*TASK TO COMPLETE*
Using the records below, count the lines containing "cloud" and give only the total.

*MATERIAL FOR THIS TASK*
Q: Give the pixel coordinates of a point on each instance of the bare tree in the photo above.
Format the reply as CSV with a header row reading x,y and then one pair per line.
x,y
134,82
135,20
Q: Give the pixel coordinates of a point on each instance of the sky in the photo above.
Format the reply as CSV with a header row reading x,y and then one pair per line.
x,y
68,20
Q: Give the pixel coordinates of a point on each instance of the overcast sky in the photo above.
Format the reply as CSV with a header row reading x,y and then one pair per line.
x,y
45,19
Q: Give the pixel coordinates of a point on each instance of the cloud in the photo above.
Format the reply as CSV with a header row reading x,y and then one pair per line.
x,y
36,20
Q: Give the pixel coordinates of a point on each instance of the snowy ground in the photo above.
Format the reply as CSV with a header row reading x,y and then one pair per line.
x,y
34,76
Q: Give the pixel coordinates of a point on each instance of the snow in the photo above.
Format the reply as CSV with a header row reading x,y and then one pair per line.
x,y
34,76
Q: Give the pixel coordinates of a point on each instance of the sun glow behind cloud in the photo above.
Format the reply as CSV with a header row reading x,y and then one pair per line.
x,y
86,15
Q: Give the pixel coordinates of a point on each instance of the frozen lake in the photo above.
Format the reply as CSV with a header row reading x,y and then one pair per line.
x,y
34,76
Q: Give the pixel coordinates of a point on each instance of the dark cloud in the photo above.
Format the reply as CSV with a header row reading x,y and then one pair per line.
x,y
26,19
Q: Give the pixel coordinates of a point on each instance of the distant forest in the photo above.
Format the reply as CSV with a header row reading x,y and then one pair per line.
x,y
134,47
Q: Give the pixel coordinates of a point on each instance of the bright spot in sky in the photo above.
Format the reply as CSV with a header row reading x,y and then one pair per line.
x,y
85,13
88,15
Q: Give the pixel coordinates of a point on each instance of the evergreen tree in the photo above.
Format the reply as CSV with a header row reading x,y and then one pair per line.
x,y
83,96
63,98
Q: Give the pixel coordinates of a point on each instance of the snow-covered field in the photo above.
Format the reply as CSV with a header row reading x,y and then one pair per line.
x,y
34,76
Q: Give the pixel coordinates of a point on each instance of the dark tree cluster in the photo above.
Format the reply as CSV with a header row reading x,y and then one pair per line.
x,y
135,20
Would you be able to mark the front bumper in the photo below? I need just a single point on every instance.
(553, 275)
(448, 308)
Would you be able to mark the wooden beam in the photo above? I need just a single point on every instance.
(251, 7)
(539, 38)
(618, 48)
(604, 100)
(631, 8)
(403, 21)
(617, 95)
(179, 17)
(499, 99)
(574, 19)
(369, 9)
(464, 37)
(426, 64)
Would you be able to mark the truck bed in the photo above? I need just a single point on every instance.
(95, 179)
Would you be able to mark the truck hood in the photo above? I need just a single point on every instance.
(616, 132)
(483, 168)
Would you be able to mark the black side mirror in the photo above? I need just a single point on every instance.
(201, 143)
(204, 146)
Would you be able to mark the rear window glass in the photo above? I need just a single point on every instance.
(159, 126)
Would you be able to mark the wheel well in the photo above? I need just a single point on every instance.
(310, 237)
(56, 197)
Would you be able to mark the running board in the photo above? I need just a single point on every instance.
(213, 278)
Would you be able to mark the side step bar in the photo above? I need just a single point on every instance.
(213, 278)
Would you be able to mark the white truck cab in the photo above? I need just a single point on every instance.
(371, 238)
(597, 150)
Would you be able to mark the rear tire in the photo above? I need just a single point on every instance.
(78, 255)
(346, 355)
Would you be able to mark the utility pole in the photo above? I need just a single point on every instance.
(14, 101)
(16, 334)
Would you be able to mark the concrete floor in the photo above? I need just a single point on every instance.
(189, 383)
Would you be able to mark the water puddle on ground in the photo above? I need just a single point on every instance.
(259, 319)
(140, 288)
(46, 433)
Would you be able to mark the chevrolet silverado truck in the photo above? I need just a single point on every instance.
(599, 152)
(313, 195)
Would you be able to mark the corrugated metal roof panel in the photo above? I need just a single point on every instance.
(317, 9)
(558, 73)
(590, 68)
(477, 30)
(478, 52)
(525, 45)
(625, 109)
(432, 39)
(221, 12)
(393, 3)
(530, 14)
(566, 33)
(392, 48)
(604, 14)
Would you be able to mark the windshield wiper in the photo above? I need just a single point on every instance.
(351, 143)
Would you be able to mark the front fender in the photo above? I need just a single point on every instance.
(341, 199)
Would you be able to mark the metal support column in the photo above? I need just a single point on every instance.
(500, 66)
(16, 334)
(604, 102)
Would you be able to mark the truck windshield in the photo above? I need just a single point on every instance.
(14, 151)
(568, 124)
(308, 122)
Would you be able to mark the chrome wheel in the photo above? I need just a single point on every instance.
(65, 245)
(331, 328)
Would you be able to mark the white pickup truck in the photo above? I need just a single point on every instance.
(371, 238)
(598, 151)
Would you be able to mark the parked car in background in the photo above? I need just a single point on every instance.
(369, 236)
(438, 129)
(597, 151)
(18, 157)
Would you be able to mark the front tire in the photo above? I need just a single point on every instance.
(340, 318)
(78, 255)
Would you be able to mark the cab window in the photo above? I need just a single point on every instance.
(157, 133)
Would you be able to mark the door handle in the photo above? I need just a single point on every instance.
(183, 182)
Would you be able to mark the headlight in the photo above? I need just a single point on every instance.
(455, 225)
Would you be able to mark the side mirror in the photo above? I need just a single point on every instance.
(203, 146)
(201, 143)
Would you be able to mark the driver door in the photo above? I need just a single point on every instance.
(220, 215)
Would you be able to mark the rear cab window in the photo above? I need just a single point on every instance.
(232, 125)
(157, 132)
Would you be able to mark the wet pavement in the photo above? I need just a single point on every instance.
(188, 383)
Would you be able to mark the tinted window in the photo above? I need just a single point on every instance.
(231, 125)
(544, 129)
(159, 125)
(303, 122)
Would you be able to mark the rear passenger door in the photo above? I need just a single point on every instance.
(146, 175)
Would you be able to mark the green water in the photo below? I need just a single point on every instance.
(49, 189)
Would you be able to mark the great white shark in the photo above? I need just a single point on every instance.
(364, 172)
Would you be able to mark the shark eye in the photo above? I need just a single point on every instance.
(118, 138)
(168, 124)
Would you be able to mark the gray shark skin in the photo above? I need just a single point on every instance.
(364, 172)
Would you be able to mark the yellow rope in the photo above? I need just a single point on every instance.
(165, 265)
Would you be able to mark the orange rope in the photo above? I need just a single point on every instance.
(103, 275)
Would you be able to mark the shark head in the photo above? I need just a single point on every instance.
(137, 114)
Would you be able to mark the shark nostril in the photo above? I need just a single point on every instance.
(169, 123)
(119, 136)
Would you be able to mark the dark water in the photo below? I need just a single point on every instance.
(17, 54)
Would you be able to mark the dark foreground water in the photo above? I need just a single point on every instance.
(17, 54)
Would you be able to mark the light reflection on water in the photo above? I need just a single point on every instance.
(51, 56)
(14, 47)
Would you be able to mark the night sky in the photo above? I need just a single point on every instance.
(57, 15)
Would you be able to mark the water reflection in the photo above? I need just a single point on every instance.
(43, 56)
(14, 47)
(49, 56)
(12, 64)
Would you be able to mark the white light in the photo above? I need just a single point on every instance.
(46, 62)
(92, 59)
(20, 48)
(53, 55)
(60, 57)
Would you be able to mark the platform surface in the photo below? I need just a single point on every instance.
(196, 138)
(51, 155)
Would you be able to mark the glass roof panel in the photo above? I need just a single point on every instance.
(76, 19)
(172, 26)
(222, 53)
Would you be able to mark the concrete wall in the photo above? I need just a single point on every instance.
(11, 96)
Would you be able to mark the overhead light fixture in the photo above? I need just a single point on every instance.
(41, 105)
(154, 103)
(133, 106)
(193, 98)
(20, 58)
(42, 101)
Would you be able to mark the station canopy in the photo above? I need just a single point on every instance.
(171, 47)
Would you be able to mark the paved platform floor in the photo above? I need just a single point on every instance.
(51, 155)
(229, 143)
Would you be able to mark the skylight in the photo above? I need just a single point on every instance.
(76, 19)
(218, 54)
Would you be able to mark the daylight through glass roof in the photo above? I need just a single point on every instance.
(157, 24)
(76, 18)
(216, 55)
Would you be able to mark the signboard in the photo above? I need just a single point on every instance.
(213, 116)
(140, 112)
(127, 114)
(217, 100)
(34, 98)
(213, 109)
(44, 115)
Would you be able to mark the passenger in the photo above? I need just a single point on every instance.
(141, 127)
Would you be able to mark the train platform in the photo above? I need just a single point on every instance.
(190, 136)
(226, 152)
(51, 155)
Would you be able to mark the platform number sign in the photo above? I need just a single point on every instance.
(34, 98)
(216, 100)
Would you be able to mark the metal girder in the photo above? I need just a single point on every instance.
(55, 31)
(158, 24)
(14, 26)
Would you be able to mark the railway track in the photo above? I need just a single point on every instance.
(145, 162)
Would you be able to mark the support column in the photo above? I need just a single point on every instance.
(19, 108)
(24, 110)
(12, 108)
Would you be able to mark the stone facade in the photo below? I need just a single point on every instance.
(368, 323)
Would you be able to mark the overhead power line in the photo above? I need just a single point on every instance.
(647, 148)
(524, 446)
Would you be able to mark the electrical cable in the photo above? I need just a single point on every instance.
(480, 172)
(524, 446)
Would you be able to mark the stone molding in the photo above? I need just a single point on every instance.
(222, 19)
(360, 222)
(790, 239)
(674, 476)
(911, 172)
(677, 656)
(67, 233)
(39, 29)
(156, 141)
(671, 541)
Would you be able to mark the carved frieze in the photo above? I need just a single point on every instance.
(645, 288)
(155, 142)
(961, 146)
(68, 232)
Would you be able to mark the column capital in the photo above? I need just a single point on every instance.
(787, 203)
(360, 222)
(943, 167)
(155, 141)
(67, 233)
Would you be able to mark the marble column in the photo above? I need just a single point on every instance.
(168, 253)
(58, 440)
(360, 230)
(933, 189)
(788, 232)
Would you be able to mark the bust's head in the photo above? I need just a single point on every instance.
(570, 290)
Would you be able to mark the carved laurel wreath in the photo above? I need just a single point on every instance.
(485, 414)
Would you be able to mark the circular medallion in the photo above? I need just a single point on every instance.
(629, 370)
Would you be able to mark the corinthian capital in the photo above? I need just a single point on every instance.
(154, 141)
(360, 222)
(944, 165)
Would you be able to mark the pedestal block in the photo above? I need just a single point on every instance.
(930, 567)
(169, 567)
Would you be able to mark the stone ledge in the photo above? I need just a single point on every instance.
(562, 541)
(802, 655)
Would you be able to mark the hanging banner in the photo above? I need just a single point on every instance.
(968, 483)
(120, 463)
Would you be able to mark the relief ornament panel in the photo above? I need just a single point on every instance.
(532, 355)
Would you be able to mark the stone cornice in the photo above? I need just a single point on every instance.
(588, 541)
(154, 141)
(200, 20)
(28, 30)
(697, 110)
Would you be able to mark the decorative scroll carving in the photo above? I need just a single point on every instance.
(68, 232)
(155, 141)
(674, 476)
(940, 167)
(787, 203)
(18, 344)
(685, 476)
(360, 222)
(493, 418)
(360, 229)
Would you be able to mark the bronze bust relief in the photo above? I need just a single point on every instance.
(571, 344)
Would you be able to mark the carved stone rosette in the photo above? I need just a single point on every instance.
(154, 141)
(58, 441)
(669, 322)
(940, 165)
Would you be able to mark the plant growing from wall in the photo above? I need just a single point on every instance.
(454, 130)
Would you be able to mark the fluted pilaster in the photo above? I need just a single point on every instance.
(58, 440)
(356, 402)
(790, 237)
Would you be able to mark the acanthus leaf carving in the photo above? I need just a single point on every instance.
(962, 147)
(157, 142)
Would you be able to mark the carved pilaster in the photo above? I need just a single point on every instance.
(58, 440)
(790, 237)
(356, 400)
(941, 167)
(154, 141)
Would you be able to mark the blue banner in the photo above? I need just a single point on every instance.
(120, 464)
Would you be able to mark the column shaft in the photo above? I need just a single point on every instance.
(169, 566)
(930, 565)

*SOLUTION BELOW*
3